To do:
Give a verbatim copy of the lines below, minus the pictures.

Exercise materials:
--- START ---

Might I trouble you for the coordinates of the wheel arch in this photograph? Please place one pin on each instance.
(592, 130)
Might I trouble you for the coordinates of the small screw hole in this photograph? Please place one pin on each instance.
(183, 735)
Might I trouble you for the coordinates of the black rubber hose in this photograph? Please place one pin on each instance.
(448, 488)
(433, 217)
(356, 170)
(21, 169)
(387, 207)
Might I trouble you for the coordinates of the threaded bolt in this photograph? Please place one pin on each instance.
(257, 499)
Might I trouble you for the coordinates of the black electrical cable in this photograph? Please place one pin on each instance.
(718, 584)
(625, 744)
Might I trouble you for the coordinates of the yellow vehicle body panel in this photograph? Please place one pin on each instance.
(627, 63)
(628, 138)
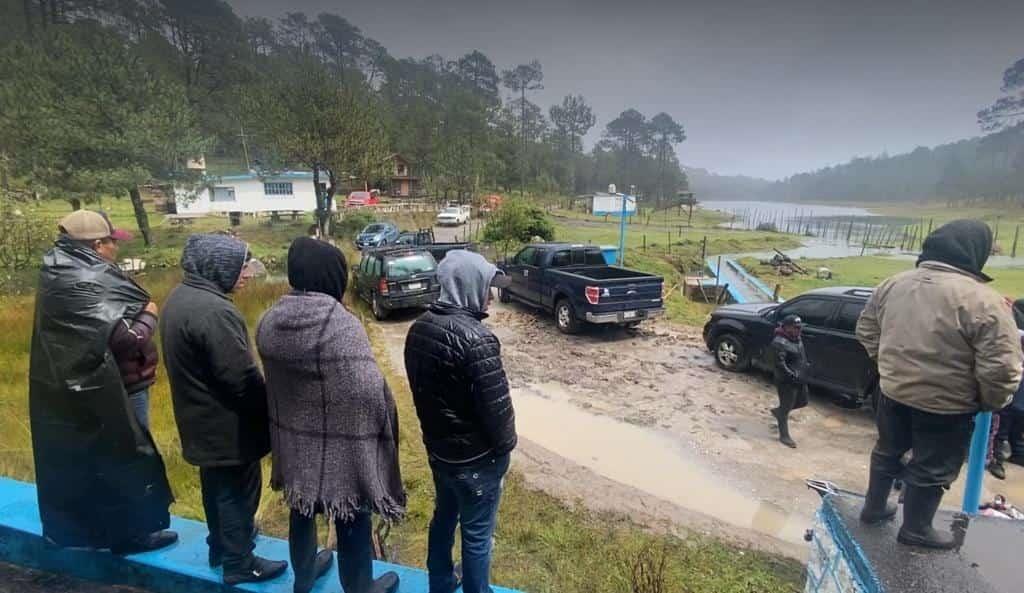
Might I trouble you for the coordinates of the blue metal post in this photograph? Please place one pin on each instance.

--- END ---

Reply:
Might I trouble you for the coordinates of the wheel arch in this photograph? Please place one pin on each instance.
(592, 130)
Might I trouble you for the coordinates of the small screw hole in this photograph? Please place one pin on each instance.
(183, 735)
Might I trouble you for the coordinates of the black rubber hose in this photograph? Please place one pin on each instance.
(448, 488)
(433, 217)
(356, 170)
(21, 169)
(387, 207)
Might I trouble you for the coordinates of the threaded bolt in this photograph? Please place one pin on each instance.
(257, 499)
Might I trouble you for the coordinates of the black electrical cable in this photograph? Please place one pin on each instance.
(718, 584)
(625, 744)
Might I trouble you for the coordinates of the yellow vehicle body panel in this photograph? Please place one pin on each instance.
(627, 63)
(628, 138)
Might I trouble you for the coordinates of the blue metal post in this photograph? Please place one pin on each instance.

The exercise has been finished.